Henk Vandenbergh

Thursday Aug 20, 2009

Vdbench Data Validation, synchronous vs. asynchronous journal files

There are times for all of us where our job becomes monotonous. You just grind it out and wait for better days. This week has not been easy, but I survived it partly because of a very fun problem that we ran into yesterday (Thank you Jim Kapus).

Imagine the following scenario: “Henk, I ran two identical tests against two identical storage devices on identical servers, and I got around 17,000 IOPS on each. But I added journaling and one system now gets only 1000 IOPS and the other gets 11,000 IOPS. Shouldn’t I get the same IOPS on both?”

Jim loves to use Swat, so that is how he noticed the huge discrepancy between these runs.

Because of the overhead involved with journaling a drop in throughput is expected, but going from 17,000 IOPS down to 1000 while the other system gets 11,000 is just too much.

After a lot of checking, guessing, comparing and looking at loads of different Swat charts all of a sudden a light bulb when on above my head when Jim mentioned the word ‘journaling’ again. Oops.

Journaling by default does a synchronous write to the Vdbench journal file just before the write is issued, then followed by an other synchronous journal write just after the write is completed. ‘Synchronous’ of course means ‘slow’, which has a clear negative impact on the response time of the journal file and therefore also hinders the throughput on the devices being tested. But again, why such a big difference between the two systems?

——

EXERCISE INSTRUCTIONS:
Rewrite the passage of the Vdbench journaling post that begins at the words "After a lot" and stops after "word ‘journaling’ again. Oops.", replacing "checking" with "testing".

——

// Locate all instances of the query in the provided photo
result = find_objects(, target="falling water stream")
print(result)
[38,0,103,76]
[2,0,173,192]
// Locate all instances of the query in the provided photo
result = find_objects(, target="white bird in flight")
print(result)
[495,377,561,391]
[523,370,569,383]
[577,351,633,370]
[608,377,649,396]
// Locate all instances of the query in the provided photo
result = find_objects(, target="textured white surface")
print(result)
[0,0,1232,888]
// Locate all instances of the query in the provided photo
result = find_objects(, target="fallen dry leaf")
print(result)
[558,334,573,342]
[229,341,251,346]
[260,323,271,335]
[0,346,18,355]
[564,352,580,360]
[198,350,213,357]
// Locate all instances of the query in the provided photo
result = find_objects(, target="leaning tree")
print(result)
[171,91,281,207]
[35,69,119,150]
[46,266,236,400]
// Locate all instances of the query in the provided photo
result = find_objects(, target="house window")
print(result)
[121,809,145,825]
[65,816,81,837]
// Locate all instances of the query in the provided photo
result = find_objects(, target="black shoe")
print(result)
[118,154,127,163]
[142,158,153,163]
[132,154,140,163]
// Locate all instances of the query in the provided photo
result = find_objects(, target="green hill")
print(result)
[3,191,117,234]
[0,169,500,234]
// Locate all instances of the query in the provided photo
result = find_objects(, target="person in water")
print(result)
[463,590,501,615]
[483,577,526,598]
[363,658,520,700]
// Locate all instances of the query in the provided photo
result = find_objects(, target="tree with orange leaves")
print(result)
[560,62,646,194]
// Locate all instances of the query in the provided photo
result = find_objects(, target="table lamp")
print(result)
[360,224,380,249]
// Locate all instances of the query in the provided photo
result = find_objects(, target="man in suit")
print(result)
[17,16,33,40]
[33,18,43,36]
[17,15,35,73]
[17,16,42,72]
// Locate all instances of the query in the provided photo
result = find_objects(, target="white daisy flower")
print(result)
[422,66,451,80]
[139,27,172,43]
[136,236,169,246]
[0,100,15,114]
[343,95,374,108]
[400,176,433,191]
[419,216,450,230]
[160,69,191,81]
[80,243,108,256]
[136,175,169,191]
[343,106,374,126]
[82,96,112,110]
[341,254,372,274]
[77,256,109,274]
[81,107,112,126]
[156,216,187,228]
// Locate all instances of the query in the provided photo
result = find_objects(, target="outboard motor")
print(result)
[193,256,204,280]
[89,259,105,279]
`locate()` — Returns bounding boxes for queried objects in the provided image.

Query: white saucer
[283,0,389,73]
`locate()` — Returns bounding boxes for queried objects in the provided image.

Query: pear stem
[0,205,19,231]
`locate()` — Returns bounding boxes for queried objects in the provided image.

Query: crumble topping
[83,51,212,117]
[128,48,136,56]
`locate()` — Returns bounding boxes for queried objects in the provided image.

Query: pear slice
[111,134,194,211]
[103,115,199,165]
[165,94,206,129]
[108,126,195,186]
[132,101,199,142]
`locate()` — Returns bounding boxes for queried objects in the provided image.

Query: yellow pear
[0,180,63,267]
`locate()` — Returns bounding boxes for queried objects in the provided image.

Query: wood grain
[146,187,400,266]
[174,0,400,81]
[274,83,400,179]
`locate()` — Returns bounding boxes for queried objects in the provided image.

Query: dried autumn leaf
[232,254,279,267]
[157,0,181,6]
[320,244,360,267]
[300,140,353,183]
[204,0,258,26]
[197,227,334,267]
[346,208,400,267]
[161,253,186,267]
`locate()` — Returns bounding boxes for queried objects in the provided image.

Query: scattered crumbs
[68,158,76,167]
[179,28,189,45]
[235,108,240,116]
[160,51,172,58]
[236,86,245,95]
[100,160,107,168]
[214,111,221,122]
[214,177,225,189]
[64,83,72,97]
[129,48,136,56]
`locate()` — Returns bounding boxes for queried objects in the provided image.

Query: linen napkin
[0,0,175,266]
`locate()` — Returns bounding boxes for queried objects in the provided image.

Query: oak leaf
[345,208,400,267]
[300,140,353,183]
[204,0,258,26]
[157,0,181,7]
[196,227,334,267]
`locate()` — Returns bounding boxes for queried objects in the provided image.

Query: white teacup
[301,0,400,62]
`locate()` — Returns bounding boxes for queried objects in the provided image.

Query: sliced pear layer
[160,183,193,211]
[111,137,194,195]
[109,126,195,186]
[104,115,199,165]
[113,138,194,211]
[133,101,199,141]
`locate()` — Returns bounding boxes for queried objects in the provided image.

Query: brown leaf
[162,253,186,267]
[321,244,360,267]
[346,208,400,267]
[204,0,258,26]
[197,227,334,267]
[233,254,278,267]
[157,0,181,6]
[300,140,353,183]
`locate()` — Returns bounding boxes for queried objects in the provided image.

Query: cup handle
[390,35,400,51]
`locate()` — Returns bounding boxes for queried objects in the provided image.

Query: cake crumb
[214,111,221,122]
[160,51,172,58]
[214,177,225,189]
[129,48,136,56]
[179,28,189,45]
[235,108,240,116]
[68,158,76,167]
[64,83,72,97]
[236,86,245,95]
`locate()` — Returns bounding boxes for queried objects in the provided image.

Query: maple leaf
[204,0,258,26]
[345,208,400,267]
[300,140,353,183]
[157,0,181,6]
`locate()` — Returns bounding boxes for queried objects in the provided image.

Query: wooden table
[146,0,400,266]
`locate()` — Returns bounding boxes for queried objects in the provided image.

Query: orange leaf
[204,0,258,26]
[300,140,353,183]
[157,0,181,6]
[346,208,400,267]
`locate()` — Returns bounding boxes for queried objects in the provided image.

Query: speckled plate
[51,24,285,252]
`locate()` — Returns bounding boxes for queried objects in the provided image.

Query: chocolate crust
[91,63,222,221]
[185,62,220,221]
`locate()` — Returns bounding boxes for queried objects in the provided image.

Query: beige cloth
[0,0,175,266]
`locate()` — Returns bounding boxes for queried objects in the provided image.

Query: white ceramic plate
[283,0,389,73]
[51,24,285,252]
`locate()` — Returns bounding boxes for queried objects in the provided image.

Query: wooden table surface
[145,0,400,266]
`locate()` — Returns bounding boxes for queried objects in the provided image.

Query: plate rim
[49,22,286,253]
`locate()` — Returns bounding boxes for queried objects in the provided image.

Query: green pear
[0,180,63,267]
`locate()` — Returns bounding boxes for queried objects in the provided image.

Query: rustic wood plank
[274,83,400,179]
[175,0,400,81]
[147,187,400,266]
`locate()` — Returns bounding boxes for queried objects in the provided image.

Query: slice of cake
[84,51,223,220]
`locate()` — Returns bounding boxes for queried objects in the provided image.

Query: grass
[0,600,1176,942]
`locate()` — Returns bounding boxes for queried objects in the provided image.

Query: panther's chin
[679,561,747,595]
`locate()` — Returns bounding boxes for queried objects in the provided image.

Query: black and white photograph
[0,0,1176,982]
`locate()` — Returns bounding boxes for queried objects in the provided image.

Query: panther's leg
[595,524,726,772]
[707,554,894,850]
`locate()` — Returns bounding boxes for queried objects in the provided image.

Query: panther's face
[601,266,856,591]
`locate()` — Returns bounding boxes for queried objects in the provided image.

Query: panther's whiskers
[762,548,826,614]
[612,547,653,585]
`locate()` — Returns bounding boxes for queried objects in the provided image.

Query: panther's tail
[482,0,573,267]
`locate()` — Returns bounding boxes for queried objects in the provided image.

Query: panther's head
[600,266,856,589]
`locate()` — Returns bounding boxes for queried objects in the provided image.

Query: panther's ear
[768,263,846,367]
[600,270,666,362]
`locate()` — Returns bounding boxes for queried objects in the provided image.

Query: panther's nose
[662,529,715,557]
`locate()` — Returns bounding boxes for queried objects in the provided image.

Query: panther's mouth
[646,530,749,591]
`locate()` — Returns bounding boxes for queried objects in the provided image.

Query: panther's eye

——

FULL RESPONSE:
After a lot of testing, guessing, comparing and looking at loads of different Swat charts all of a sudden a light bulb when on above my head when Jim mentioned the word ‘journaling’ again. Oops.